■ **Your goal**
Exactly the lines from the one with "Could you point out the neck" through the end of the records below are to be output, the first and last included, and no others.

■ **Provided information**
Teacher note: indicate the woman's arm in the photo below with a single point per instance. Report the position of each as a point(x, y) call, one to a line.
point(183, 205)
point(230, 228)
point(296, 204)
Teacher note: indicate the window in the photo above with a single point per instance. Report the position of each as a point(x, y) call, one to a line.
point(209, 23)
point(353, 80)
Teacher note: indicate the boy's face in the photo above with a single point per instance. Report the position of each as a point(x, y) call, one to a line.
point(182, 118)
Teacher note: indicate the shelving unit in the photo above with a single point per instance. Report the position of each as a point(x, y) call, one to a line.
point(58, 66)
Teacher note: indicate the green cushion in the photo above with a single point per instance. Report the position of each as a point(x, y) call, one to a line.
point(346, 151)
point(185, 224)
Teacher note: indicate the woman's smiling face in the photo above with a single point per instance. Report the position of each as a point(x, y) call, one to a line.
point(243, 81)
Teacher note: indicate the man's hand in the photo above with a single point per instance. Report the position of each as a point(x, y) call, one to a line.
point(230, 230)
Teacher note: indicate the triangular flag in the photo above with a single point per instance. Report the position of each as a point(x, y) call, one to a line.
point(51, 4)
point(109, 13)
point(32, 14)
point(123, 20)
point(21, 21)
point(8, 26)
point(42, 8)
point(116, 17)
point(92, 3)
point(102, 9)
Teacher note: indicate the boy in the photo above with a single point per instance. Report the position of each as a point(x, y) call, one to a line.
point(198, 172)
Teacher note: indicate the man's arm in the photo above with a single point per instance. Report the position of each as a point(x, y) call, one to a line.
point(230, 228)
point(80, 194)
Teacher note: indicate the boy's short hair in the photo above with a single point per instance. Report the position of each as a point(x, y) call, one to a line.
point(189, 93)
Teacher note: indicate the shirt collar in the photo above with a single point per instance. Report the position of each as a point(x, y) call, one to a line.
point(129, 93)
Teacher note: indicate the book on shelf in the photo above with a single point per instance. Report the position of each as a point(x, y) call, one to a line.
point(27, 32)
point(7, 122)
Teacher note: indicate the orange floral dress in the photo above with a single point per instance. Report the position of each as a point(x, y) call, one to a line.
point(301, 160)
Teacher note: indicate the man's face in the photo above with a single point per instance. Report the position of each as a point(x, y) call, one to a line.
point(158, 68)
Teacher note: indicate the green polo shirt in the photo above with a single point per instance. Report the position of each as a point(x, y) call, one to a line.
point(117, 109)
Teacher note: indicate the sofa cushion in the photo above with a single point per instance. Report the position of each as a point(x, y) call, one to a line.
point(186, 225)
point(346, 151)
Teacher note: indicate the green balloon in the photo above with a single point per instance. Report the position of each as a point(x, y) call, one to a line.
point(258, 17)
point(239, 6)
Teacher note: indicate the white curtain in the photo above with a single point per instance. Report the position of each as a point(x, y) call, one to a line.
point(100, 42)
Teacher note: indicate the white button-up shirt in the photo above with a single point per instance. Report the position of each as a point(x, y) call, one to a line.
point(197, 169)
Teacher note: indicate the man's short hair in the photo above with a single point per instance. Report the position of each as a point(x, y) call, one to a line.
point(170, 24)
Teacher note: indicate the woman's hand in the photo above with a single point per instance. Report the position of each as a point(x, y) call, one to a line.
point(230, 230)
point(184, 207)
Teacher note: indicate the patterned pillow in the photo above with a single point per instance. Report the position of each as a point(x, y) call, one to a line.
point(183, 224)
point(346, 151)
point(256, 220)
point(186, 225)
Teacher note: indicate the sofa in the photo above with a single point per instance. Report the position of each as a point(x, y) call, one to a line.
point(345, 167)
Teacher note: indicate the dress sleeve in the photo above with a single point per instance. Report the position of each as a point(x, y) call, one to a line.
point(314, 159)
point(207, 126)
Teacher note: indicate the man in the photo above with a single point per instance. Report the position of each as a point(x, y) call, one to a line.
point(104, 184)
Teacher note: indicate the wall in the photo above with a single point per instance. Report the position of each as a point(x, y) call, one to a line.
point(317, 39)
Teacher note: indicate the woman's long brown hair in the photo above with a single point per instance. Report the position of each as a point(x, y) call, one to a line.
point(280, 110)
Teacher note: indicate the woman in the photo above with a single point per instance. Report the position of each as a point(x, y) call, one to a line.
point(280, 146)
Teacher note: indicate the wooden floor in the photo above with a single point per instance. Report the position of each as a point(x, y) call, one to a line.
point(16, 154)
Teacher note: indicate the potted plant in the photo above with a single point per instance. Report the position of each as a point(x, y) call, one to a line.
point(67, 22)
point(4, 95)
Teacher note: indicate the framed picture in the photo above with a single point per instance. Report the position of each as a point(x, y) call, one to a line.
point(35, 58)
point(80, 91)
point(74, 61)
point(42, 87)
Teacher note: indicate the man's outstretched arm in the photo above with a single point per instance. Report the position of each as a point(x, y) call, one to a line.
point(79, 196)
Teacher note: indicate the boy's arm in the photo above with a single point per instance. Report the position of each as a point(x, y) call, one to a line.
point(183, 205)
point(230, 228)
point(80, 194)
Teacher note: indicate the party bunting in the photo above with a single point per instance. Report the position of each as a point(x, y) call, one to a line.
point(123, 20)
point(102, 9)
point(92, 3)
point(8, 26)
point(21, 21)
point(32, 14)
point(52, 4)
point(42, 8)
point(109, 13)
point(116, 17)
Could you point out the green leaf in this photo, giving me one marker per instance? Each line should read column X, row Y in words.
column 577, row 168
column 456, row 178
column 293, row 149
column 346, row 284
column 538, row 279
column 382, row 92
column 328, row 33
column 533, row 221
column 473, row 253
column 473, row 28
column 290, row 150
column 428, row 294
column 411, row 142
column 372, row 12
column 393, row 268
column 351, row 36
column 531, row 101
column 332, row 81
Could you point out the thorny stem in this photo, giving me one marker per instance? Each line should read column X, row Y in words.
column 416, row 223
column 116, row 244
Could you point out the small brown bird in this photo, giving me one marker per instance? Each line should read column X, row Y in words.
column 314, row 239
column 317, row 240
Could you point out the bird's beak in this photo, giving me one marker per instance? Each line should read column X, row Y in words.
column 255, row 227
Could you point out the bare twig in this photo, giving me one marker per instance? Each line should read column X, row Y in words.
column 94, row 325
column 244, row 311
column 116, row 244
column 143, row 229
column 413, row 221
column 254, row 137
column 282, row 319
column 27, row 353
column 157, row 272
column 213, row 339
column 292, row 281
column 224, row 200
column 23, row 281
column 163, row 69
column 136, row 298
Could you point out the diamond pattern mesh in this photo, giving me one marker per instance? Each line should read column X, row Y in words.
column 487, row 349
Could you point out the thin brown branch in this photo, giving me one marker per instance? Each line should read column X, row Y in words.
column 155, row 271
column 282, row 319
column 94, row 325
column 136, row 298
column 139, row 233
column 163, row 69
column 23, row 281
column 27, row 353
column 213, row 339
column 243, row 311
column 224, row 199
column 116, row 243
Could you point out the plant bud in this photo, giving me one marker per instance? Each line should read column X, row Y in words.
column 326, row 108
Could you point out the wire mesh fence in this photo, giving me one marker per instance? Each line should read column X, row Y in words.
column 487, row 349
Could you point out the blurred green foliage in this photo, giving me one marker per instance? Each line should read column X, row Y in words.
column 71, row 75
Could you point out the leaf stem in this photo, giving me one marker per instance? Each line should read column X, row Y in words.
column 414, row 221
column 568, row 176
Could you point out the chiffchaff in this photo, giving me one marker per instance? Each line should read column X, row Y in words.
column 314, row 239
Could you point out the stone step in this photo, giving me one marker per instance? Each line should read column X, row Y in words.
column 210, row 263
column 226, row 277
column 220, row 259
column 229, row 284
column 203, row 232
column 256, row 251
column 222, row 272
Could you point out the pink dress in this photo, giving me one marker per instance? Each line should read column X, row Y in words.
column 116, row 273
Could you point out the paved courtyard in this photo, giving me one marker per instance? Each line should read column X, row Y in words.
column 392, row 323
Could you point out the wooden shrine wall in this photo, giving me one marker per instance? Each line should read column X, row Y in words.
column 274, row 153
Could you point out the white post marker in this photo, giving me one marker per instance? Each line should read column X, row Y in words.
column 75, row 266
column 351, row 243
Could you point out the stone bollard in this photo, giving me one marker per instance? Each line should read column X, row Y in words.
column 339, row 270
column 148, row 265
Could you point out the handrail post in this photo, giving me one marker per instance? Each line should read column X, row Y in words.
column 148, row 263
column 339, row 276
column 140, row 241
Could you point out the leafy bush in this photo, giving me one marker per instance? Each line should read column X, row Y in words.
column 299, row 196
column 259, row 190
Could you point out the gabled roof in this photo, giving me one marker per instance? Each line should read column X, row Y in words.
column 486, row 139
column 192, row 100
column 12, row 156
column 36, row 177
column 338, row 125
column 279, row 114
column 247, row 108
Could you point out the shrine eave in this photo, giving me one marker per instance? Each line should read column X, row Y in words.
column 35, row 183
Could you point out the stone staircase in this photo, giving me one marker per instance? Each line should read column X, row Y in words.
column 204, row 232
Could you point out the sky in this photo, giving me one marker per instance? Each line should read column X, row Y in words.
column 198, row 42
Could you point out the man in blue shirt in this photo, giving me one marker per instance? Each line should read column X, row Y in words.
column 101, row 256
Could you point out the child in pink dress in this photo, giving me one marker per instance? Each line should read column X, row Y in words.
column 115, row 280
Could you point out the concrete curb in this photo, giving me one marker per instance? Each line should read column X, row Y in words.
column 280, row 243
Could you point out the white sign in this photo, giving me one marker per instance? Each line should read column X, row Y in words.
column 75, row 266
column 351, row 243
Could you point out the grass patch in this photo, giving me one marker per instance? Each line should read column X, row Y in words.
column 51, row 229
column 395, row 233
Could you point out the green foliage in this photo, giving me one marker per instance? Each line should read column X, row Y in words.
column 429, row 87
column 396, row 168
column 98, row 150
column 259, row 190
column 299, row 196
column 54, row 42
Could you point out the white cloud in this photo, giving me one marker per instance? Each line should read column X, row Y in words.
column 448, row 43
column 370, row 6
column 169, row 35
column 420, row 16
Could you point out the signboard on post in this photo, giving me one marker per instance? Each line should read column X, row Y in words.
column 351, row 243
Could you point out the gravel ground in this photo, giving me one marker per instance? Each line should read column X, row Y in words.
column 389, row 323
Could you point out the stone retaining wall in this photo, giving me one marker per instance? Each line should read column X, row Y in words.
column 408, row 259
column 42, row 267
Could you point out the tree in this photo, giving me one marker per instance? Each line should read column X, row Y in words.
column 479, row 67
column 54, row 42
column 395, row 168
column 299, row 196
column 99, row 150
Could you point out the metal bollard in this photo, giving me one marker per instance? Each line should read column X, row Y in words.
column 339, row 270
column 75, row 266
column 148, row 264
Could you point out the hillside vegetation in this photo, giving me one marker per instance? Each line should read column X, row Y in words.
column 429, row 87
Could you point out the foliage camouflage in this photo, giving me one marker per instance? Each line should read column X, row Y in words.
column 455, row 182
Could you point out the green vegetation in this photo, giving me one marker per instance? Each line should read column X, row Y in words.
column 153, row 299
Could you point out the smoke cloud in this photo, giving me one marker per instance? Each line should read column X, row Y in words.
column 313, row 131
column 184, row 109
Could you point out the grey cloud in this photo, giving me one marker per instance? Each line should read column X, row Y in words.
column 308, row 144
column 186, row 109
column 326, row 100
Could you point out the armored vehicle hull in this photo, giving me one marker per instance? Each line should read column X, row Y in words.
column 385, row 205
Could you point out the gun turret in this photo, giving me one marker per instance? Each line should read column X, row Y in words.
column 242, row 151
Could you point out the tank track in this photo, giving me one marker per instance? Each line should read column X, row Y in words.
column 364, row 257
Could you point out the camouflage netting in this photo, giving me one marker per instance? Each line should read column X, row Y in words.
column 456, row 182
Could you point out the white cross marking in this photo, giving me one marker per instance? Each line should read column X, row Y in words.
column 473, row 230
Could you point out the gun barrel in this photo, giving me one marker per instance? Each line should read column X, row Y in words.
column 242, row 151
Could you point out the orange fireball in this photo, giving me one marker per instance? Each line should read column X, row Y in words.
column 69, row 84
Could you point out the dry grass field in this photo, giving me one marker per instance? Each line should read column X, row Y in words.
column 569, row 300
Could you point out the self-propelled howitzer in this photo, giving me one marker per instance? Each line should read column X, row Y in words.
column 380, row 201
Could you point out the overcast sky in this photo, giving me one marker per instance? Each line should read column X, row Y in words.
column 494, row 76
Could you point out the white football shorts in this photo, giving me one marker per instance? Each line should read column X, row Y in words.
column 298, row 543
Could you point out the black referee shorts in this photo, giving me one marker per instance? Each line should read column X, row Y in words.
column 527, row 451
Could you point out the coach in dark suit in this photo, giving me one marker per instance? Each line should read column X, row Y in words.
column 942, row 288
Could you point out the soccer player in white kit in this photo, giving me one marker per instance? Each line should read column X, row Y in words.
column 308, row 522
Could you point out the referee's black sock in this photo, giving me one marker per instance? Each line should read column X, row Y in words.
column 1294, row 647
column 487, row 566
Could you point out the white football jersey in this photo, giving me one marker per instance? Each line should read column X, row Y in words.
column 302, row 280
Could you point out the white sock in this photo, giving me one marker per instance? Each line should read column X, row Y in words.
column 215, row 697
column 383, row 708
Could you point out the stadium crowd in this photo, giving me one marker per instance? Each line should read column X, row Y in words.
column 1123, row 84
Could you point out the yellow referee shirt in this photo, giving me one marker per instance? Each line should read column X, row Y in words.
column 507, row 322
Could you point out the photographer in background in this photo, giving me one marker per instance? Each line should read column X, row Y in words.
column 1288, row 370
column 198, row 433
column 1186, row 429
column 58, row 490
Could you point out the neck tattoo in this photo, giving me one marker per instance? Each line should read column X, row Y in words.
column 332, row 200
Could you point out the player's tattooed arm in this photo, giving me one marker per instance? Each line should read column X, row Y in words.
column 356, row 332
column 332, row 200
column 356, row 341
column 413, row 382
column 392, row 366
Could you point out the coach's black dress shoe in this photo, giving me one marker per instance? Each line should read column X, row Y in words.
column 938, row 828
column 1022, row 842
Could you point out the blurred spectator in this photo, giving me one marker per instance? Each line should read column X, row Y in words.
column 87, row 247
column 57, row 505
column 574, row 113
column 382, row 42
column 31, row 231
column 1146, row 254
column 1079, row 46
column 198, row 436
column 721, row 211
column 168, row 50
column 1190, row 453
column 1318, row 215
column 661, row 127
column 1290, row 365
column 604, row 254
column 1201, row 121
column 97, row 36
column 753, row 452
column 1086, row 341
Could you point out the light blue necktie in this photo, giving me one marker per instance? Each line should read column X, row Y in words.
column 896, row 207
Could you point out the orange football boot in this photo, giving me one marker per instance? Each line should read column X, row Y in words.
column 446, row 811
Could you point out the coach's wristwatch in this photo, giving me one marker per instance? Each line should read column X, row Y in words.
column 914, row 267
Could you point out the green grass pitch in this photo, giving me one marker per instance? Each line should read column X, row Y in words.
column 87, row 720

■ **Written response**
Could you point out the neck tattoo in this photo, giving me one marker per instance? Each line should read column X, row Y in words.
column 332, row 200
Could you point out the player's tattooed arm in this photo, giving me one marker per instance? Each line should read column X, row Y in words.
column 356, row 332
column 332, row 200
column 356, row 341
column 413, row 382
column 392, row 366
Could you point out the coach's black dress shoe in this photo, giving me one marker per instance? Each line should read column X, row Y in words.
column 938, row 828
column 1022, row 842
Could you point out the blurred spectator in this photo, giving me one marker per instance? Each line should read column X, row Y in words.
column 87, row 247
column 57, row 505
column 574, row 113
column 382, row 42
column 31, row 231
column 1146, row 254
column 1079, row 46
column 198, row 436
column 721, row 211
column 168, row 50
column 1190, row 453
column 1318, row 215
column 661, row 127
column 1290, row 365
column 604, row 254
column 1201, row 121
column 97, row 36
column 753, row 452
column 1086, row 341
Could you point out the light blue necktie in this photo, giving me one marker per instance? Each line should read column X, row Y in words.
column 896, row 207
Could you point out the orange football boot in this photo, giving me one marker per instance? Each line should read column X, row Y in words.
column 446, row 811
Could you point out the coach's wristwatch in this photo, giving me one marker per instance? Each line should read column X, row Y in words.
column 914, row 267
Could you point out the green grass pitch in this photo, giving me one marker per instance? Each line should read column X, row Y in words.
column 87, row 720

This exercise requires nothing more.